#### [Entries for labeling bounding boxes]

☆ ☆ ☆

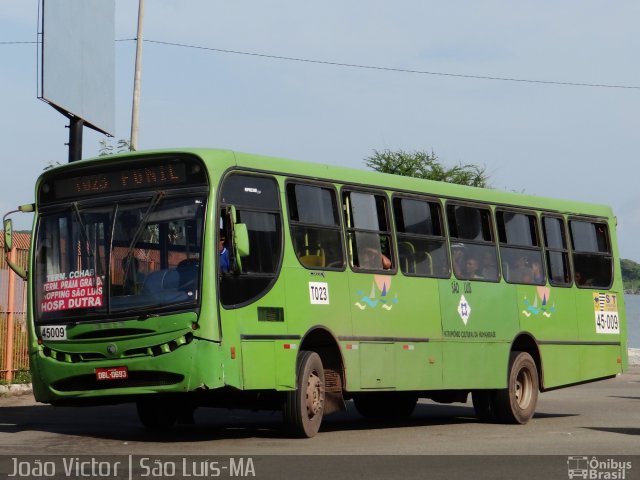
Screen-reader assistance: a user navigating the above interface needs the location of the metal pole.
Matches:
[68,117,84,163]
[130,0,144,150]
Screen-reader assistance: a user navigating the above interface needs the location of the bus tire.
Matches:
[495,352,539,425]
[283,351,325,438]
[136,399,180,431]
[471,390,496,422]
[353,392,418,420]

☆ ☆ ☆

#### [Short task]
Copy out all the records with "interface" swapped for "screen" and nothing else altered, omitting the pictures.

#### [Written response]
Screen-reader assistance: a user navigating the above screen needs the location of the metal pole.
Matches:
[68,117,84,163]
[130,0,144,150]
Screen-reader assistance: a user navigating the above screen needs the location of the bus tire.
Matches:
[495,352,539,425]
[283,351,325,438]
[136,399,180,431]
[471,390,496,422]
[353,392,418,420]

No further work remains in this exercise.